Written task: Retype all of the entries below without changing a single character.
++++++
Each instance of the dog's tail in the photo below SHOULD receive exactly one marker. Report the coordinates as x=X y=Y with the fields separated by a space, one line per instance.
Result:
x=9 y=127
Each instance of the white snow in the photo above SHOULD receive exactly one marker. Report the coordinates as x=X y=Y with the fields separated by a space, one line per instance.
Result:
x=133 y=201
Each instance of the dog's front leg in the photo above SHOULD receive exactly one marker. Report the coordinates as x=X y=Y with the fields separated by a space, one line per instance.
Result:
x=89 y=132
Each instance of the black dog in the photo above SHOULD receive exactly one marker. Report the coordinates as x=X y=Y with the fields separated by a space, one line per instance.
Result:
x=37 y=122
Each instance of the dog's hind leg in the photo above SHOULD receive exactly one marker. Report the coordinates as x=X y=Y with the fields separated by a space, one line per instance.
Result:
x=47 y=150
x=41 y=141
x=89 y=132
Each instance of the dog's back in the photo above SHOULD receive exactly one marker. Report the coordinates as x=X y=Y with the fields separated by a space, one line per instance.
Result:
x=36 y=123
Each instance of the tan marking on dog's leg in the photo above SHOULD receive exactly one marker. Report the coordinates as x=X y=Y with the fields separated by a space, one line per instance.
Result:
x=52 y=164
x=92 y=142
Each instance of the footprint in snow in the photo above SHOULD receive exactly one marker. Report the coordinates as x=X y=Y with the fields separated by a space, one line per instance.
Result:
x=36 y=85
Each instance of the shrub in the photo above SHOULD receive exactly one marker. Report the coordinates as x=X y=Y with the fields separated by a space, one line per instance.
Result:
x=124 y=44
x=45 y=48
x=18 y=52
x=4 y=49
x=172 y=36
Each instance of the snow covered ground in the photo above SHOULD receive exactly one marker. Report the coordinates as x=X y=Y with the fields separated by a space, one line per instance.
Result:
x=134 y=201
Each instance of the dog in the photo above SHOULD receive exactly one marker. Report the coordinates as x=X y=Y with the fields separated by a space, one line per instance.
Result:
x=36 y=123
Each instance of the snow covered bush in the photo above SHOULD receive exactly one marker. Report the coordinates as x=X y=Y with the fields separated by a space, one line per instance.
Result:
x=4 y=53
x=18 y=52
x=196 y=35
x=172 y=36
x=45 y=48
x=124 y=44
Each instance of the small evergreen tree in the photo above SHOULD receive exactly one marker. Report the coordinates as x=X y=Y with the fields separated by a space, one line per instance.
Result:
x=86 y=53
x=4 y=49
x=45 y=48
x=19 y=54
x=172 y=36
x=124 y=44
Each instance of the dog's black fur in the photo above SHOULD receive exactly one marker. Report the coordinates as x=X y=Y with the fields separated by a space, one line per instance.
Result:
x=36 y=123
++++++
Task solution:
Each instance of the dog's tail in the photo below SHOULD receive exactly one marker. Report the coordinates as x=X y=Y with the fields separated by a space, one line per instance.
Result:
x=9 y=127
Each instance of the white snow in the photo above SHOULD receive exactly one marker. Report the coordinates as x=X y=Y with the fields separated by a space, one line per instance.
Result:
x=133 y=201
Each instance of the dog's front leg in the photo above SHOULD receive exactly one marker. Report the coordinates as x=X y=Y with the fields separated by a space, one line per instance.
Result:
x=89 y=132
Each instance of the black dog in the photo above SHOULD receive exactly one marker. Report the coordinates as x=X y=Y with the fields separated by a space, one line per instance.
Result:
x=37 y=122
Each instance of the dog's hind leg in the photo above SHOULD receive exactly one marker. Report the coordinates as x=X y=Y with the fields separated by a space, one line per instance.
Result:
x=47 y=150
x=41 y=141
x=89 y=132
Each instance of the dog's back in the photo above SHOULD receive exactly one marker. Report the coordinates as x=X y=Y with the fields separated by a space, one line per instance.
Result:
x=36 y=123
Each instance of the tan marking on dog's leg in the photo above SHOULD receive exactly one marker. Report the coordinates as x=X y=Y with the fields separated by a space, one line per instance.
Result:
x=52 y=164
x=92 y=142
Each instance of the footprint in snow in the photo above SHOULD receive exactly one marker. Report the coordinates as x=X y=Y with the fields separated by a space, one line per instance.
Result:
x=36 y=85
Each instance of the shrub in the photo above SHOULD receive exactly one marker. Report the coordinates as x=X y=Y with the fields separated by a space, one line per instance.
Result:
x=124 y=44
x=45 y=48
x=18 y=52
x=4 y=49
x=172 y=36
Each instance of the snow covered ground in the photo above SHOULD receive exactly one marker. Report the coordinates as x=X y=Y with the fields separated by a space, one line per instance.
Result:
x=134 y=201
Each instance of the dog in the photo above SHOULD receive exactly one marker. Report the coordinates as x=X y=Y with the fields separated by a space, one line per instance.
Result:
x=36 y=123
Each instance of the snow covered bush in the photo above SHOULD receive exactly one marker. Report the coordinates as x=X y=Y with the fields separated by a space, one line per instance.
Result:
x=4 y=53
x=18 y=52
x=196 y=35
x=172 y=36
x=45 y=48
x=124 y=44
Each instance of the small evergreen tree in the photo above SHOULD receive exactly one marker. Report the coordinates as x=X y=Y with the fields separated by a space, one line per instance.
Result:
x=86 y=53
x=4 y=49
x=45 y=48
x=19 y=54
x=172 y=36
x=124 y=44
Each instance of the dog's black fur in the photo above SHOULD receive exactly one marker. Report the coordinates as x=X y=Y with the fields separated by a space, one line per instance.
Result:
x=36 y=123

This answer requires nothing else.